▶ _AIM_
Locate every line in the items below that contains the word "plank". Copy each of those lines.

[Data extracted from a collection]
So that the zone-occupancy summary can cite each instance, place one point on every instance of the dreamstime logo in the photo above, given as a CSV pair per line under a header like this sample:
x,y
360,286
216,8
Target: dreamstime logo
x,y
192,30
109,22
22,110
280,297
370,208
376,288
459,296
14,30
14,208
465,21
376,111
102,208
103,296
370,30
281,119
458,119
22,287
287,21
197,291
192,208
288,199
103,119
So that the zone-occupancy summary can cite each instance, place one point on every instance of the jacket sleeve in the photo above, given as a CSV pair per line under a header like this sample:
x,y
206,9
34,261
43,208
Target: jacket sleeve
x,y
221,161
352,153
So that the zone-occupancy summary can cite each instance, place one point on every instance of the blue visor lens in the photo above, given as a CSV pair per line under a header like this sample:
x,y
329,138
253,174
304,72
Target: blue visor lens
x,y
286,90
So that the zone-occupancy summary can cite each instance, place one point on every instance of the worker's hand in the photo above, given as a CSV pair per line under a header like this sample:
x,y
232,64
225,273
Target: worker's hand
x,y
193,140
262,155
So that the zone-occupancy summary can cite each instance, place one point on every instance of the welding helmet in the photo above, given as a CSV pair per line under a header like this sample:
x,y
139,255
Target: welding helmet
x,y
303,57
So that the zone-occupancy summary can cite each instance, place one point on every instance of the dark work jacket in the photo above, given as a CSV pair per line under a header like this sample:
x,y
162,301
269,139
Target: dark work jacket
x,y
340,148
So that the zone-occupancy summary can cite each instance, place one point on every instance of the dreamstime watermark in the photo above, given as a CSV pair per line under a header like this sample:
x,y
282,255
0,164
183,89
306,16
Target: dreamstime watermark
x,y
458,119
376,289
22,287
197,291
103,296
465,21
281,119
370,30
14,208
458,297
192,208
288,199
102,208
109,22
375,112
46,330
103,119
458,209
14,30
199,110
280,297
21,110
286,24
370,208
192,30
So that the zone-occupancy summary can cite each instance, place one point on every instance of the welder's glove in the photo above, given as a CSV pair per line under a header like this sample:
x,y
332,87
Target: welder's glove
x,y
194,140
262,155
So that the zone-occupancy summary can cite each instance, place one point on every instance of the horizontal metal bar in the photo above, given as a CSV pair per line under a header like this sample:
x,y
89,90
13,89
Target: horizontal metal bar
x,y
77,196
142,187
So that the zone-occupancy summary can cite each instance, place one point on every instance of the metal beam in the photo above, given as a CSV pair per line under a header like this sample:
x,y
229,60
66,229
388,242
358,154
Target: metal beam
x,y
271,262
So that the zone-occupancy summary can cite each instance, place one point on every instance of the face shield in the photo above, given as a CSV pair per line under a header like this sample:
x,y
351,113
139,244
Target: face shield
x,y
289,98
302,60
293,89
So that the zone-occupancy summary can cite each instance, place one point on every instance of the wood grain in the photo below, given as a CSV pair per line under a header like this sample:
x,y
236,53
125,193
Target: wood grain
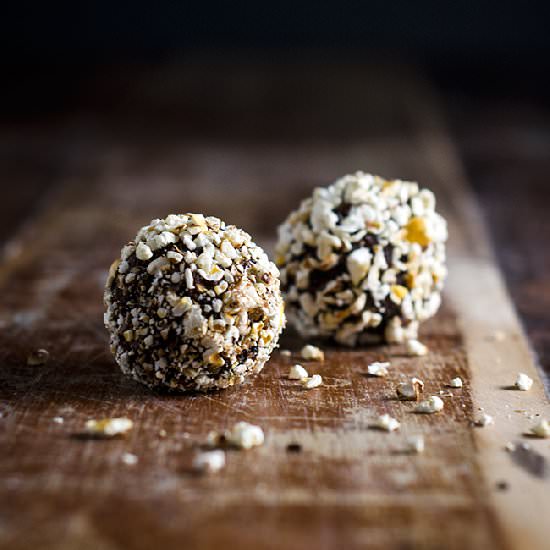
x,y
349,486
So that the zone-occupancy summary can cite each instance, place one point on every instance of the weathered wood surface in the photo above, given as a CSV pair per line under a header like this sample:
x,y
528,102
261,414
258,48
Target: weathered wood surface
x,y
349,486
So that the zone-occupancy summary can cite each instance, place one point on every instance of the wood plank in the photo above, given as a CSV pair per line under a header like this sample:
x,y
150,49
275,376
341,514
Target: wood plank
x,y
349,486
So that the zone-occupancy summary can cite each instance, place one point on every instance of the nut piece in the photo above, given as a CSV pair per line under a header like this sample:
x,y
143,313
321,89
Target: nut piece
x,y
108,427
378,369
410,391
415,444
416,348
297,372
245,435
456,382
484,420
386,422
523,382
209,461
313,382
431,405
38,357
313,353
542,429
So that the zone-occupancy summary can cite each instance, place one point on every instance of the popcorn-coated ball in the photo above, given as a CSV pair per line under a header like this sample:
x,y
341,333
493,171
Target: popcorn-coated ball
x,y
192,304
363,259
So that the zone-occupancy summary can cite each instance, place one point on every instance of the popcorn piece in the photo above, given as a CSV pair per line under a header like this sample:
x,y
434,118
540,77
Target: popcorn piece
x,y
431,405
297,372
387,423
143,252
542,429
378,369
523,382
38,357
108,427
456,382
485,420
417,348
129,459
245,435
312,353
315,381
415,444
209,461
410,391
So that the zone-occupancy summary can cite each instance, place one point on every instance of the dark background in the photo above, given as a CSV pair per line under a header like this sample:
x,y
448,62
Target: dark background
x,y
67,62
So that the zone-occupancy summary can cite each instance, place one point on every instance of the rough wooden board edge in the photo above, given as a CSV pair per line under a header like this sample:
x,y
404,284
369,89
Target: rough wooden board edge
x,y
483,305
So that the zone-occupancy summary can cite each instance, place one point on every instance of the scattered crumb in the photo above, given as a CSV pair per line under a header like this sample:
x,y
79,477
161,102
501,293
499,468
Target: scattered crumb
x,y
294,448
523,382
484,420
456,382
431,405
209,461
415,444
38,357
315,381
417,348
378,369
242,435
410,391
129,459
297,372
313,353
109,427
386,422
542,429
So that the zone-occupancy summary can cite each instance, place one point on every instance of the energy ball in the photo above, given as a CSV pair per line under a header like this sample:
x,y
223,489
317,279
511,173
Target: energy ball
x,y
363,260
192,304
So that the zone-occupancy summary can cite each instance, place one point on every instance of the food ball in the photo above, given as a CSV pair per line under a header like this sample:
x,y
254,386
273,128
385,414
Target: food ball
x,y
192,304
363,260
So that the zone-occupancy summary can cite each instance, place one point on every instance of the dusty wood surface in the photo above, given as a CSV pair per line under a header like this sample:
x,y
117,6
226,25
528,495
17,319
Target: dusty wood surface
x,y
349,486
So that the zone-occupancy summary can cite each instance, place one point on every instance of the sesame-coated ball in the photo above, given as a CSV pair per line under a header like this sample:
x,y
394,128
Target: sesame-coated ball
x,y
363,259
192,304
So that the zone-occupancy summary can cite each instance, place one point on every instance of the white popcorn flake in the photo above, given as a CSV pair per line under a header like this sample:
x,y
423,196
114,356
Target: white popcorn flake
x,y
415,444
313,382
456,382
431,405
297,372
417,348
245,435
312,353
129,459
387,423
378,369
542,429
485,420
358,264
209,461
523,382
143,252
108,427
410,391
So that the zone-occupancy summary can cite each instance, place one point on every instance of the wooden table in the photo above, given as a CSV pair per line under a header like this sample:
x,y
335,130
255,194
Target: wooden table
x,y
246,143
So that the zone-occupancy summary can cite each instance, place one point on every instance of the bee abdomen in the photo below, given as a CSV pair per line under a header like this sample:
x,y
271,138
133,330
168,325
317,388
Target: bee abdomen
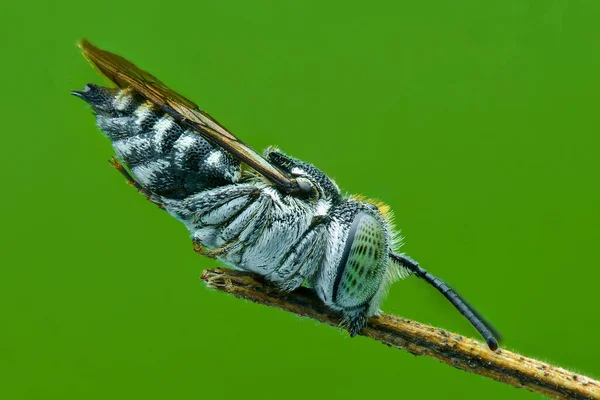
x,y
166,158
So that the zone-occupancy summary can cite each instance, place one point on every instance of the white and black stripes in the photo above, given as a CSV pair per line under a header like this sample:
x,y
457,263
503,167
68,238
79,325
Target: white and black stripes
x,y
164,157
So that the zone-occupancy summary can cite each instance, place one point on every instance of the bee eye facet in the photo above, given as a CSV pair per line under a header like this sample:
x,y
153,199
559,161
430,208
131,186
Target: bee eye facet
x,y
362,265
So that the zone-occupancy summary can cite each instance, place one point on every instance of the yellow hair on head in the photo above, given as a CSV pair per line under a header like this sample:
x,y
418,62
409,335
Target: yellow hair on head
x,y
384,209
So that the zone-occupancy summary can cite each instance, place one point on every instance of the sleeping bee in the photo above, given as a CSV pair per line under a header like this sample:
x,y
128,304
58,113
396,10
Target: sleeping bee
x,y
273,215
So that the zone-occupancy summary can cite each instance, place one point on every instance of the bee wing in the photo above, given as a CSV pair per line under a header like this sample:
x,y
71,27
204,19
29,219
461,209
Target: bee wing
x,y
125,74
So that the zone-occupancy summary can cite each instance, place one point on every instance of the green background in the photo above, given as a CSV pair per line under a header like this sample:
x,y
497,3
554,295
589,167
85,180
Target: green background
x,y
477,122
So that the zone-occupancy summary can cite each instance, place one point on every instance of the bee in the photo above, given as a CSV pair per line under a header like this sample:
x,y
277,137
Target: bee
x,y
273,215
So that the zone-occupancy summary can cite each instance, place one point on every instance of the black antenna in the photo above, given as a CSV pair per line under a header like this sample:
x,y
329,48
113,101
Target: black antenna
x,y
487,331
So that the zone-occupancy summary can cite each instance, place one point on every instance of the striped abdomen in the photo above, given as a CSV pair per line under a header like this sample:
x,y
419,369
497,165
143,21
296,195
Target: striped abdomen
x,y
164,157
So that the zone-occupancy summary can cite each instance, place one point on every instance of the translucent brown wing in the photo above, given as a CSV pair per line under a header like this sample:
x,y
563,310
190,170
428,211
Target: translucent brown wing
x,y
125,74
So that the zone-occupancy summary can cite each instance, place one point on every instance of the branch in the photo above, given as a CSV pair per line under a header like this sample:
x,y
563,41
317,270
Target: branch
x,y
418,339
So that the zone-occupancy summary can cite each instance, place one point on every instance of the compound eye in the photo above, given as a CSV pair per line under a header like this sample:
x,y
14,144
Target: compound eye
x,y
363,262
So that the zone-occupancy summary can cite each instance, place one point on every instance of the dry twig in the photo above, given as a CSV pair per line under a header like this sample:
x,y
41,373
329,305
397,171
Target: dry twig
x,y
419,339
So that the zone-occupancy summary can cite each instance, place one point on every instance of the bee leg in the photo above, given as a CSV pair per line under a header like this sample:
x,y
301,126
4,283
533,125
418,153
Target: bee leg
x,y
114,161
354,320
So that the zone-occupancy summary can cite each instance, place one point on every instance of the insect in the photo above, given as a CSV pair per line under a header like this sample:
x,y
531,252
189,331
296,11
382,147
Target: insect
x,y
273,215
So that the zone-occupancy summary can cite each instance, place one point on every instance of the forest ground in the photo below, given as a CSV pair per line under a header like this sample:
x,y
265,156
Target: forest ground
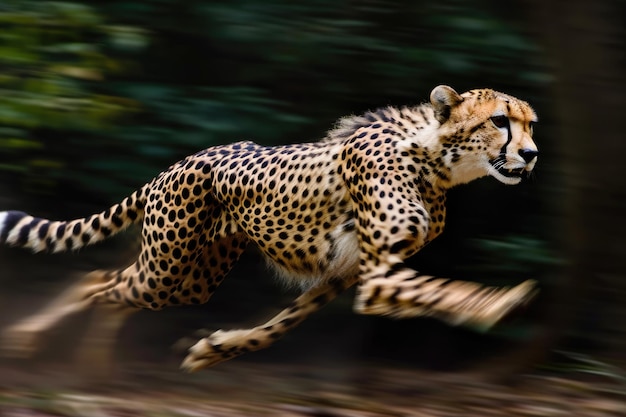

▶ _REPLY_
So that the zone-occupancy summary can cite each instance, place one point on every instance of the wood plank in the photo above, given as a CSV pair per line under a header like this sample:
Target: wood plank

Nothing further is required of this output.